Entries from a point annotation set:
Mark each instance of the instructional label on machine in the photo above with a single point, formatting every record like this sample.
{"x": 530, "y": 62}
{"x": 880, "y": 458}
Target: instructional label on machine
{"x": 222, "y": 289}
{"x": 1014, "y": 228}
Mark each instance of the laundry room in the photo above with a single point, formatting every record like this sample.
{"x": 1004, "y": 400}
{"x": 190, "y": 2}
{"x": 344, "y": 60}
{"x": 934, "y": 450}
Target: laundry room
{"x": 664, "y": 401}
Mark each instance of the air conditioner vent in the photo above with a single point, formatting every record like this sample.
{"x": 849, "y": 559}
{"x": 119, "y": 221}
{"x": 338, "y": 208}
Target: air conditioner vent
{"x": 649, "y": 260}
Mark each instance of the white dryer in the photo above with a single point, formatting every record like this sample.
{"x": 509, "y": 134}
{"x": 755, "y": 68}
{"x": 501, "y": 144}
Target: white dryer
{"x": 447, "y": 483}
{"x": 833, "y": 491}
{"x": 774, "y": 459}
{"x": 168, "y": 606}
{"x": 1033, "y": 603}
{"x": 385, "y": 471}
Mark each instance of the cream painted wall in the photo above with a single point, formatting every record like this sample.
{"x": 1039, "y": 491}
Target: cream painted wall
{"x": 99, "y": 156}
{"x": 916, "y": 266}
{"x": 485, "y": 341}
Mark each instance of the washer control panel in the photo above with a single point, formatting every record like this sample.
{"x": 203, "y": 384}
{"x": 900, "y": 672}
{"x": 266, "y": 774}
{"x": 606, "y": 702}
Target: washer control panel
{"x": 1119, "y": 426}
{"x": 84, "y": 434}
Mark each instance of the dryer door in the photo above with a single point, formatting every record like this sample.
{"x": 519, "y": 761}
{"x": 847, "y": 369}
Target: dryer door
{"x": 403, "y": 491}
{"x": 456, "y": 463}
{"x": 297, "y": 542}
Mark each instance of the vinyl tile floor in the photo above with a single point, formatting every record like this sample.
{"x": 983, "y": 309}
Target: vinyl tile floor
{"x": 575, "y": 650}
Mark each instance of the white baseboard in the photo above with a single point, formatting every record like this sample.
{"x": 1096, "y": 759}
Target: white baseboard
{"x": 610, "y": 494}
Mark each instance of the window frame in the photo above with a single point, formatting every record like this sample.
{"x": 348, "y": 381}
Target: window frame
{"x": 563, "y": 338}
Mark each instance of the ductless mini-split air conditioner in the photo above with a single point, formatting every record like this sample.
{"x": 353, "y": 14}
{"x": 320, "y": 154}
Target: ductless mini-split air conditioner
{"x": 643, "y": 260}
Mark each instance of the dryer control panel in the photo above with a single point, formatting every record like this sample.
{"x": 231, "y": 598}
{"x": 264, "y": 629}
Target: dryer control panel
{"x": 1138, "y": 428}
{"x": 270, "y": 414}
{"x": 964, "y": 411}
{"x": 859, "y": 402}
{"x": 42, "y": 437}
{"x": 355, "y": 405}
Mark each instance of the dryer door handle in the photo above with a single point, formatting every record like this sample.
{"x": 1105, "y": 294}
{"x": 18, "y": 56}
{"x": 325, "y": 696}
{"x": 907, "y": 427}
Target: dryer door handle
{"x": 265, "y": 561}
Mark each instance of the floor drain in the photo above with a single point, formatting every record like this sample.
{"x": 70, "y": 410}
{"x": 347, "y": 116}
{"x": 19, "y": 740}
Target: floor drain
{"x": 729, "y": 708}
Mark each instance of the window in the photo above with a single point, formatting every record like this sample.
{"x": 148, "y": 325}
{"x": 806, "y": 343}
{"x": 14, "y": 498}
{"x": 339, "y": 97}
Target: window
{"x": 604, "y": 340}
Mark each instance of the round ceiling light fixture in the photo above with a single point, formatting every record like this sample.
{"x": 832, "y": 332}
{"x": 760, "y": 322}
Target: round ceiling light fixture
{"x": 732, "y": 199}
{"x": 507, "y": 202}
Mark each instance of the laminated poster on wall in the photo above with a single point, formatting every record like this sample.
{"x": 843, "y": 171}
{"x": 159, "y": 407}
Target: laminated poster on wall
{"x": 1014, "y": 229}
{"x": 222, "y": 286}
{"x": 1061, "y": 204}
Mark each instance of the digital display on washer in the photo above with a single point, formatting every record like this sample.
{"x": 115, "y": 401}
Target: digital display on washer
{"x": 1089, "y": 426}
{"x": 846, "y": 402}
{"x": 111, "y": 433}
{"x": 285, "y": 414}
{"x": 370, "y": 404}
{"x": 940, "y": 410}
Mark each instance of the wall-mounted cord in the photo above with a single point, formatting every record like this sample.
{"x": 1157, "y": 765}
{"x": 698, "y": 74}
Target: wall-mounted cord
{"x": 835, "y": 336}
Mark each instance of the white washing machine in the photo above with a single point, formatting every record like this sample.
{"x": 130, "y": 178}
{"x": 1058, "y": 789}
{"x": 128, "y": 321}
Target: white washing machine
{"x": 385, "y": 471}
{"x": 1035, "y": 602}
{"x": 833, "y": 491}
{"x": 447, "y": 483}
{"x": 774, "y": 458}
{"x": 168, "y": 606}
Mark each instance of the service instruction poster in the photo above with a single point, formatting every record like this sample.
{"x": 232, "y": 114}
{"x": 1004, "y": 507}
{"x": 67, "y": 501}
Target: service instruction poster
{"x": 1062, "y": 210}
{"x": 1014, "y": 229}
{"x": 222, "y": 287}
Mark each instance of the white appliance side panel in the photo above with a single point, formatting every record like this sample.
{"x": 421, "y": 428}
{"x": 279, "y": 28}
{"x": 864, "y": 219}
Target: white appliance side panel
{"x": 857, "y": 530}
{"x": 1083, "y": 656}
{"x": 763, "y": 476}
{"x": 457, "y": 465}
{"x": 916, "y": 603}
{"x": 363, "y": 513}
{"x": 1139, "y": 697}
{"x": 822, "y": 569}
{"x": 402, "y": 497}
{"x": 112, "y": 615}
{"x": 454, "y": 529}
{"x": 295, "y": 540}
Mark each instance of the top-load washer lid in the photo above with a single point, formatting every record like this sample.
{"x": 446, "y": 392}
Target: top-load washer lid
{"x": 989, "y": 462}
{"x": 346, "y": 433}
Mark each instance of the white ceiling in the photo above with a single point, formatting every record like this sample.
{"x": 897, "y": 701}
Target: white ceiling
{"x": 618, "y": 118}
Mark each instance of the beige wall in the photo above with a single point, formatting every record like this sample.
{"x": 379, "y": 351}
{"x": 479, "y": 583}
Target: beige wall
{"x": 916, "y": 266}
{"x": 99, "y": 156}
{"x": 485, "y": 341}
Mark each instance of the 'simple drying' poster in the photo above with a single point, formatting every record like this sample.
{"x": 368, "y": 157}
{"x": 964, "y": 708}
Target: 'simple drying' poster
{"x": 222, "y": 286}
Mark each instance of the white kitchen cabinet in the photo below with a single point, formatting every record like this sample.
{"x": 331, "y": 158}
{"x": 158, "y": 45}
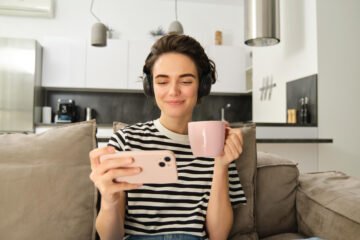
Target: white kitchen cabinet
{"x": 107, "y": 67}
{"x": 138, "y": 51}
{"x": 230, "y": 67}
{"x": 63, "y": 62}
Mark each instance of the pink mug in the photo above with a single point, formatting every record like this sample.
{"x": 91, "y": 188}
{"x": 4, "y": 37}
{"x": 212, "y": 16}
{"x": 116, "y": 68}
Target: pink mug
{"x": 207, "y": 138}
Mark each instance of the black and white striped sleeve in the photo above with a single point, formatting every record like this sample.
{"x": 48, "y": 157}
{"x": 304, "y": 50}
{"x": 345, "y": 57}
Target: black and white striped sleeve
{"x": 236, "y": 192}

Problem details:
Copy out the listing from the line containing "Mark each instance of the 'simple" through the end of the listing, leaving out any pictures.

Answer to the task:
Mark each instance of the 'simple drying' poster in the photo above with a single point, formatting every record like this sample.
{"x": 368, "y": 157}
{"x": 964, "y": 708}
Target: 'simple drying' poster
{"x": 222, "y": 286}
Mark each instance of the white kitchen cabinet in the photo below with a single point, formatting every record like this sample.
{"x": 331, "y": 158}
{"x": 158, "y": 45}
Target: white kitchen cabinet
{"x": 107, "y": 67}
{"x": 138, "y": 51}
{"x": 230, "y": 67}
{"x": 63, "y": 62}
Mark each instance of the pink mug in the photo above with a single point, formatting every record like this sample.
{"x": 91, "y": 188}
{"x": 4, "y": 37}
{"x": 212, "y": 16}
{"x": 116, "y": 68}
Target: pink mug
{"x": 207, "y": 138}
Mark each instance of the black and white striped sleeve in the photo above with a single point, formatting every record like this sample.
{"x": 48, "y": 157}
{"x": 304, "y": 50}
{"x": 345, "y": 57}
Target: black and white striped sleeve
{"x": 236, "y": 192}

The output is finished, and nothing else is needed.